* Quellauszug *
---*---

Deutschland: "Chancentod" als Hoffnungsträger?

Teil 3 von 5

von Florian Kienetz - 18.05.2006

Bundestrainer Jürgen Klinsmann hat überraschend den 22-jährigen Dortmunder David Odonkor für die WM nominiert. Nationalstürmer Kevin Kuranyi vom FC Schalke 04, der zuletzt völlig außer Form war, fährt nicht mit zur Endrunde. Die Stürmer Mike Hanke und Oliver Neuville, Mittelfeldspieler Thomas Hitzlsperger und Abwehr-Routinier Jens Nowotny stehen ebenfalls im 23-köpfigen Aufgebot.


3 x Weltmeister (1954, 1974, 1990)
4 x Vize-Weltmeister (1966, 1982, 1986, 2002)
3 x Europameister (1972, 1980, 1996)
2 x Vize-Europameister (1976, 1992)
Trainer: Jürgen Klinsmann (seit 2004)

Spielführer: Michael Ballack

Rekordnationalspieler: Lothar Matthäus (150 Einsätze)

Rekordtorschütze: Gerd Müller (68 Treffer)


Diese Fotomontage soll zeigen: Klinsmann (links) vertraut dem jungen Odonkor.

25 Tage vor Beginn der Weltmeisterschaft hat Teamchef Jürgen Klinsmann die Katze aus dem Sack gelassen und endlich die 23 Spieler benannt, die bei der WM im Team stehen. Gemeinsam mit seinem Co-Trainer Joachim Löw, Teammanager Oliver Bierhoff und Torwarttrainer Andreas Köpke hat er in Berlin einen Film präsentiert, in dem nach und nach die einzelnen Akteure des deutschen WM-Aufgebots vorgestellt worden sind.

---*---

* Bereitgestellte Daten *

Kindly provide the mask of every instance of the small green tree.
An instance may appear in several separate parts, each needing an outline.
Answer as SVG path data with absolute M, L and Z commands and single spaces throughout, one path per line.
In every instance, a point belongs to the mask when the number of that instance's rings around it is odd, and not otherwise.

---*---

* Deine Aufgabe *
Geben Sie den obigen Quellauszug zum deutschen WM-Aufgebot vollständig und zeichengenau wieder.

* Korrektes Ergebnis *
Deutschland: "Chancentod" als Hoffnungsträger?

Teil 3 von 5

von Florian Kienetz - 18.05.2006

Bundestrainer Jürgen Klinsmann hat überraschend den 22-jährigen Dortmunder David Odonkor für die WM nominiert. Nationalstürmer Kevin Kuranyi vom FC Schalke 04, der zuletzt völlig außer Form war, fährt nicht mit zur Endrunde. Die Stürmer Mike Hanke und Oliver Neuville, Mittelfeldspieler Thomas Hitzlsperger und Abwehr-Routinier Jens Nowotny stehen ebenfalls im 23-köpfigen Aufgebot.


3 x Weltmeister (1954, 1974, 1990)
4 x Vize-Weltmeister (1966, 1982, 1986, 2002)
3 x Europameister (1972, 1980, 1996)
2 x Vize-Europameister (1976, 1992)
Trainer: Jürgen Klinsmann (seit 2004)

Spielführer: Michael Ballack

Rekordnationalspieler: Lothar Matthäus (150 Einsätze)

Rekordtorschütze: Gerd Müller (68 Treffer)


Diese Fotomontage soll zeigen: Klinsmann (links) vertraut dem jungen Odonkor.

25 Tage vor Beginn der Weltmeisterschaft hat Teamchef Jürgen Klinsmann die Katze aus dem Sack gelassen und endlich die 23 Spieler benannt, die bei der WM im Team stehen. Gemeinsam mit seinem Co-Trainer Joachim Löw, Teammanager Oliver Bierhoff und Torwarttrainer Andreas Köpke hat er in Berlin einen Film präsentiert, in dem nach und nach die einzelnen Akteure des deutschen WM-Aufgebots vorgestellt worden sind.